*Written task*.
Copy out the rows unchanged, starting at the line that contains "TARGET: storage bin" and continuing through the final line of the rows below.

*Given records*.
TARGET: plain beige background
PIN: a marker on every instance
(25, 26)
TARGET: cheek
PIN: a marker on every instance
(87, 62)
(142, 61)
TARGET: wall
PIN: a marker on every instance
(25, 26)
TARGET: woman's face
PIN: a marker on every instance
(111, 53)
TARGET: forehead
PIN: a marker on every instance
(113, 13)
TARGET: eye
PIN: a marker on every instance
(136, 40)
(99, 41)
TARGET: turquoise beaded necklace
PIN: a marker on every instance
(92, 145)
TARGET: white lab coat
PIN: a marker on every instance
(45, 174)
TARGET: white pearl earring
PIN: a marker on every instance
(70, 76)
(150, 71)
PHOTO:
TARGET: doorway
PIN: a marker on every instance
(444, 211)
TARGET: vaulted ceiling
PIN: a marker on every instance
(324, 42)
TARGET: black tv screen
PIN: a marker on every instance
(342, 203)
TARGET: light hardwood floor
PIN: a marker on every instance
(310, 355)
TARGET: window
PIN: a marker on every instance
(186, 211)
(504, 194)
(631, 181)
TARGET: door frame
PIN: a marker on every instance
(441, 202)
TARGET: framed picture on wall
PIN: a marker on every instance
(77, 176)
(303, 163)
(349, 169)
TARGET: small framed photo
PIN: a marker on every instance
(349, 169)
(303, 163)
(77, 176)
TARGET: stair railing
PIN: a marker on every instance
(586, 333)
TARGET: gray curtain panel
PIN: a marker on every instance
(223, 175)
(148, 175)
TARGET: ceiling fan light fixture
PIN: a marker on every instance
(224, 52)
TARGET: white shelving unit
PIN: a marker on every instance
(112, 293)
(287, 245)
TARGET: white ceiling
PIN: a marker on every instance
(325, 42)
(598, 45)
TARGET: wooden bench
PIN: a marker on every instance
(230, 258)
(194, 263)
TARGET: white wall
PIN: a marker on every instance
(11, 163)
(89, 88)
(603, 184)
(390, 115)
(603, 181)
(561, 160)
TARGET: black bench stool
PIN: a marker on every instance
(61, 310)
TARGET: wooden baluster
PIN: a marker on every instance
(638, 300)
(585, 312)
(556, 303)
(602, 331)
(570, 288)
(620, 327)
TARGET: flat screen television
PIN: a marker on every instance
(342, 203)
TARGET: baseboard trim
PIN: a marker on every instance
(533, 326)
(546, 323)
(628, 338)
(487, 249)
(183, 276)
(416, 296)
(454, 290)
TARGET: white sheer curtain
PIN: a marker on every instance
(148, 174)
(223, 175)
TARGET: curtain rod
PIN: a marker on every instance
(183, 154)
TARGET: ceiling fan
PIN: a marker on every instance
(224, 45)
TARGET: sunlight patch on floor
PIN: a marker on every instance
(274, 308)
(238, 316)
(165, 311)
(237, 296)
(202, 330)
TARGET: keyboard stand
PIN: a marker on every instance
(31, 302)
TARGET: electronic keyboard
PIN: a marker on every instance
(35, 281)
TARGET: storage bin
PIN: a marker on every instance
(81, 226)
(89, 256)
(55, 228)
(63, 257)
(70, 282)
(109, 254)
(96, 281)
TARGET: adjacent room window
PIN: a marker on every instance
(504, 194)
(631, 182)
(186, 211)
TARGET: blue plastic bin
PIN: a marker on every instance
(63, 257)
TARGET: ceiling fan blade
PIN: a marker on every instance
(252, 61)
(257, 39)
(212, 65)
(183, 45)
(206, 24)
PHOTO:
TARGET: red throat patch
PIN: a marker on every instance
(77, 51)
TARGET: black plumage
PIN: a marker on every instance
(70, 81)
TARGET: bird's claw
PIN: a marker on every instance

*Solved problem*.
TARGET: storage bin
PIN: a marker on every instance
(81, 226)
(89, 256)
(55, 228)
(63, 257)
(70, 282)
(109, 254)
(96, 281)
TARGET: adjacent room window
PIN: a marker on every instance
(504, 194)
(631, 182)
(186, 211)
TARGET: blue plastic bin
PIN: a marker on every instance
(63, 257)
TARGET: ceiling fan blade
PIN: a marker on every instance
(252, 61)
(257, 39)
(212, 65)
(183, 45)
(206, 24)
PHOTO:
TARGET: red throat patch
PIN: a marker on every instance
(77, 51)
TARGET: black plumage
PIN: a marker on every instance
(70, 81)
TARGET: bird's claw
PIN: a marker on every instance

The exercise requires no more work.